◆ The exercise ◆
Reproduce all of the records below line for line, changing nothing.

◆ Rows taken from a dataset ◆

-- start --

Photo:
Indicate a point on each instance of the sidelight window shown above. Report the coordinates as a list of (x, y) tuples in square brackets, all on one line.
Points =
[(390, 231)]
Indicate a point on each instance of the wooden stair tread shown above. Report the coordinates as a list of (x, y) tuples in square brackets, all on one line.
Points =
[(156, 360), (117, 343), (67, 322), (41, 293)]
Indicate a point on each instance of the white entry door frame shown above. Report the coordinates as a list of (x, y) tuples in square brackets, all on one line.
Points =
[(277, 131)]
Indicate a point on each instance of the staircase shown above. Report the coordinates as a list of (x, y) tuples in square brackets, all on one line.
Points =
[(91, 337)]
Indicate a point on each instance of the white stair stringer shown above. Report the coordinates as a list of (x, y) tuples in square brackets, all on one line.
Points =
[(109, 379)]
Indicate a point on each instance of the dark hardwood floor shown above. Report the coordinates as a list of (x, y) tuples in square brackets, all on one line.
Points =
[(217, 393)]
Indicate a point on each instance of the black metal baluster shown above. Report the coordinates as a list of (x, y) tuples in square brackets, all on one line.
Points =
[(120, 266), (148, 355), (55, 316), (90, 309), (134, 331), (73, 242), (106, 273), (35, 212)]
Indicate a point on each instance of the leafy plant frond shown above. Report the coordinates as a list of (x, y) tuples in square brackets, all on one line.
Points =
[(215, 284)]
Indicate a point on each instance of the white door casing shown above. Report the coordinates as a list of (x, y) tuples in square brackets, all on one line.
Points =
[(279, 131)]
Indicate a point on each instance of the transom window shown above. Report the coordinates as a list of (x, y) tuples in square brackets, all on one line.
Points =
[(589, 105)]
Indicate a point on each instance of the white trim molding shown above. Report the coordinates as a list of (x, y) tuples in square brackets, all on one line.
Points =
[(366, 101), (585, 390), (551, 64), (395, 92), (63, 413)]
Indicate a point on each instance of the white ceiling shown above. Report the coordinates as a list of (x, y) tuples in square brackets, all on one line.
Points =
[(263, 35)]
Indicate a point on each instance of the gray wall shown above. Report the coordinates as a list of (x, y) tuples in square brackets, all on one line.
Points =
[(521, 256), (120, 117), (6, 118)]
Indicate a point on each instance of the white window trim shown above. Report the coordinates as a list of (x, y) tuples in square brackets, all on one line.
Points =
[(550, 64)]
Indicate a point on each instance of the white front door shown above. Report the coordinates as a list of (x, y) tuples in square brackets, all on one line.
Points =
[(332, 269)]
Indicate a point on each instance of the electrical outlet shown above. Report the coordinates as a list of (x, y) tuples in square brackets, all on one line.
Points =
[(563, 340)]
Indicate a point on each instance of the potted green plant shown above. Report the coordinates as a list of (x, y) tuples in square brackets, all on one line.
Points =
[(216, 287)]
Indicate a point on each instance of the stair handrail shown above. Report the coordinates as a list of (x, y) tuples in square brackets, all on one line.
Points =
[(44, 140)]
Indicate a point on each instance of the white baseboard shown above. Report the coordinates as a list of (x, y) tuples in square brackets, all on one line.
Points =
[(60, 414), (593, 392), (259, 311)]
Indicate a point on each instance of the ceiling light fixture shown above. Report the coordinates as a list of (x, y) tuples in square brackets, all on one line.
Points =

-- end --

◆ Worked answer ◆
Photo:
Indicate a point on each instance of the sidelight window shown above. Report the coordinates as a list of (x, y) tuples in square brackets, all on one line.
Points =
[(390, 231)]
Indicate a point on each instance of the wooden stair tread shown above. Report the coordinates as a list of (x, y) tuples in square brackets, all on one line.
Points =
[(156, 360), (117, 343), (67, 322), (41, 293)]
Indicate a point on each instance of the white entry door frame shown above. Report the coordinates as a list of (x, y) tuples in square brackets, all on one line.
Points =
[(277, 131)]
Indicate a point on each instance of the staircase shown above. Report the coordinates as a list of (x, y) tuples in square brackets, all on one line.
Points =
[(91, 337)]
Indicate a point on each instance of the white stair stringer shown above. Report the coordinates as a list of (x, y) tuples in square brackets, all on one line.
Points =
[(109, 379)]
Indicate a point on each instance of the dark hardwood floor shown above. Report the coordinates as a list of (x, y) tuples in square brackets, all on one line.
Points =
[(217, 393)]
Indicate a point on each instance of the black metal baluster shown above. Report the coordinates as a list of (x, y) tuples in square brackets, all on one line.
Points =
[(120, 266), (148, 355), (55, 316), (90, 309), (134, 331), (73, 242), (106, 273), (35, 212)]
Indicate a point on each instance of the leafy plant frond shown above. Report the coordinates as a list of (x, y) tuples in square brackets, all on one line.
Points =
[(215, 284)]
Indicate a point on each instance of the white door casing shown above. Report the coordinates as a list of (x, y) tuples in square brackets, all on one line.
Points =
[(279, 131)]
Indicate a point on each instance of the transom window shown above. Report the coordinates as a list of (x, y) tuples in square brackets, all on one line.
Points =
[(589, 105)]
Indicate a point on each instance of the white trim molding shown above. Report the coordinates as a list of (x, y) tuples in square brackets, all on one line.
Points =
[(366, 101), (585, 390), (551, 64), (395, 92), (63, 413)]
Indicate a point on each instance of the white ceiling shown above. Report the coordinates as a list of (x, y) tuples in square brackets, all on one line.
Points =
[(263, 35)]
Indicate a point on each instance of the gray wall shown above. Report the coordinates as a list of (x, y) tuples in square brackets, all on one line.
Points =
[(521, 256), (120, 117), (6, 118)]
Indicate a point on each instance of the white window trim shown above. Report the coordinates as a list of (x, y) tuples in square brackets, all on one line.
Points =
[(550, 64)]
Indicate a point on each instance of the white front door shown above. Report the coordinates as a list of (x, y) tuples in square brackets, all on one line.
Points =
[(332, 269)]
Indicate a point on each instance of the electrical outlet shown above. Report the coordinates as a list of (x, y) tuples in square brackets, all on one line.
Points =
[(563, 340)]
Indicate a point on each instance of the potted green plant shown above. Report the coordinates as a list of (x, y) tuples in square brackets, all on one line.
Points =
[(216, 287)]
Indicate a point on each instance of the stair handrail shown above. Report the coordinates as a list of (x, y) tuples in square brackets, all on one line.
Points =
[(44, 140)]
Indicate a point on each instance of the white baseboard shown above. Report the coordinates as a list of (x, y) tuples in square brackets, all on one line.
Points =
[(60, 414), (593, 392), (259, 311)]
Indicate a point on each instance of the ceiling light fixture shown above. Report the coordinates as a list of (x, y) tuples in square brackets, all on one line.
Points =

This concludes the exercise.